If a line in the records below contains the word "hairy", return that line.

Content starts

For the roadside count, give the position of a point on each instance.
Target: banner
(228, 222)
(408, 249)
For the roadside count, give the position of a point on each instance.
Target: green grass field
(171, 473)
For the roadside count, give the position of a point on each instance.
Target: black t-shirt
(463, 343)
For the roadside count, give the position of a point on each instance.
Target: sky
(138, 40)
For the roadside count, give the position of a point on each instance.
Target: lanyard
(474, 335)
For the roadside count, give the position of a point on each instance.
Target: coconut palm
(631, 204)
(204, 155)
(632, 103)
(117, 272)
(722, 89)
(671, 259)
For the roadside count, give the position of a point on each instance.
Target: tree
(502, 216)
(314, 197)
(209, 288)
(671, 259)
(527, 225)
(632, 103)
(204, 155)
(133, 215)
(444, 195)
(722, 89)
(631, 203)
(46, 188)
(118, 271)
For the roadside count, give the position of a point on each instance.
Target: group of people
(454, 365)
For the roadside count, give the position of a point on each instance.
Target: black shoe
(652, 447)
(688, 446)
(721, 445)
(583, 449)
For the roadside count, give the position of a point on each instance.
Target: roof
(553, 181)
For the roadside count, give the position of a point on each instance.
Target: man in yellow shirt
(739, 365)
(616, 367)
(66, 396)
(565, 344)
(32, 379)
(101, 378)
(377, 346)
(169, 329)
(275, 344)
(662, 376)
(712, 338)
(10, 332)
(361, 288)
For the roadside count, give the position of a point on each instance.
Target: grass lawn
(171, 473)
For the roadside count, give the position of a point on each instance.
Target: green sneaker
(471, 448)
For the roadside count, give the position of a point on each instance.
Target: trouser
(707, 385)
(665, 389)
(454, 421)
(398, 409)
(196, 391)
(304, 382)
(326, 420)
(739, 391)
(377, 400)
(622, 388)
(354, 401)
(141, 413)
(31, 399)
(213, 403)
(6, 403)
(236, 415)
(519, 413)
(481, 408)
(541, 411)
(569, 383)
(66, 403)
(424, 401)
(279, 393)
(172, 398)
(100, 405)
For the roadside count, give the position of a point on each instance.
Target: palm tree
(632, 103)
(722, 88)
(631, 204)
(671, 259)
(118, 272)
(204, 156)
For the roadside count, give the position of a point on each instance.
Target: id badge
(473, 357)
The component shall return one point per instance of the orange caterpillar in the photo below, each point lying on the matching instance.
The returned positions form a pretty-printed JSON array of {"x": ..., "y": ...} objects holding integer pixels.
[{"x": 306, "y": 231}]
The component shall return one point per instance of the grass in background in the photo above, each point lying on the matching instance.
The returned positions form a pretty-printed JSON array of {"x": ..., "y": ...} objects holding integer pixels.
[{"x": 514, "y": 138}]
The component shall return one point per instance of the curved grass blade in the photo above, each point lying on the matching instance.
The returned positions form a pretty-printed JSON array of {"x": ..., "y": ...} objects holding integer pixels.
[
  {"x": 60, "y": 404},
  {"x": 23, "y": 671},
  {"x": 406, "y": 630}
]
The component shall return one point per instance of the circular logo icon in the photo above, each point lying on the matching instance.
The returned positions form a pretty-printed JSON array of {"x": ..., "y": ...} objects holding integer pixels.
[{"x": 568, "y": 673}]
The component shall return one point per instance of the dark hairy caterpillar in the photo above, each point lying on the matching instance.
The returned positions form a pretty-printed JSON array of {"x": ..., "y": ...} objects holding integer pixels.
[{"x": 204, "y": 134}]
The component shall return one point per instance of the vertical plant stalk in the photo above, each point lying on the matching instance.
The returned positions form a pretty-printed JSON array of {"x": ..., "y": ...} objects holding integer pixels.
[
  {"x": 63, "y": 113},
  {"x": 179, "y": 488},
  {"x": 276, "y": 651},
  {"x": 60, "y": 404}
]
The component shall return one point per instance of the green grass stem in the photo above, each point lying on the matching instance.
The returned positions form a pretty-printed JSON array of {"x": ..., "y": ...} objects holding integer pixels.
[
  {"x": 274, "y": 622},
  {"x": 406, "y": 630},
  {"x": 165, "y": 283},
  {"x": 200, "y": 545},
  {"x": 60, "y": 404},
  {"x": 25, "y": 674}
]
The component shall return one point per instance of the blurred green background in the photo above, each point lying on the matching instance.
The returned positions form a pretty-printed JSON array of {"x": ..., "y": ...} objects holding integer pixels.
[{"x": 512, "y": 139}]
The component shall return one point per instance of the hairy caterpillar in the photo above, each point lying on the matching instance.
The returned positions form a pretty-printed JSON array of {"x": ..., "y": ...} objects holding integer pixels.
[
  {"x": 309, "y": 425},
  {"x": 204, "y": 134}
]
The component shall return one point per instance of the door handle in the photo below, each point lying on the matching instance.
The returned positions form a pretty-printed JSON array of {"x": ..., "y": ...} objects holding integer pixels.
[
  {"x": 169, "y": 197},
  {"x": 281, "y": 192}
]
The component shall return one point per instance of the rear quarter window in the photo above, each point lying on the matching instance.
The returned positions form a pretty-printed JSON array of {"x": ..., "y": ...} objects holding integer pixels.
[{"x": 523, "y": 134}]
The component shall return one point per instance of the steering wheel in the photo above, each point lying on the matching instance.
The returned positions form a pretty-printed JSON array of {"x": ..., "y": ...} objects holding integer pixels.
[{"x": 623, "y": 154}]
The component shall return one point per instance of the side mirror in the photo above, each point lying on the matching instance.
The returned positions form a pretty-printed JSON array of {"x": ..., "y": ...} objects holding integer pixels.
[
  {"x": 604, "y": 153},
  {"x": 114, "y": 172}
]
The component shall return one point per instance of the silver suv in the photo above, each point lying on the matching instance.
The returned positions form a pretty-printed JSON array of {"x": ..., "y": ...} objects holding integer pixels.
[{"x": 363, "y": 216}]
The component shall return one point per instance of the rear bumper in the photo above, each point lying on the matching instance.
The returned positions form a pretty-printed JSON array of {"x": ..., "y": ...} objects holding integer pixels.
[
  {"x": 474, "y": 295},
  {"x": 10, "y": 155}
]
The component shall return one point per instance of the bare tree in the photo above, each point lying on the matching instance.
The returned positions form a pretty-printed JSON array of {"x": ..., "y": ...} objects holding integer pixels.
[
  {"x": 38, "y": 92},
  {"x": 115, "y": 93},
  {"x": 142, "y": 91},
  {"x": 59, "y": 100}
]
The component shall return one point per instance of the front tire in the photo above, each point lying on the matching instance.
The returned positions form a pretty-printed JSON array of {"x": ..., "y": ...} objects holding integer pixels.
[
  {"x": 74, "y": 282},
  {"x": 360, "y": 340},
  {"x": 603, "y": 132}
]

Content ends

__WRITTEN SOLUTION__:
The component shall return one point per instance of the dark hairy caterpillar in the photo above, each point lying on the matching instance.
The component shall return one point per instance of the hairy caterpillar in the photo above, each point lying on the matching instance.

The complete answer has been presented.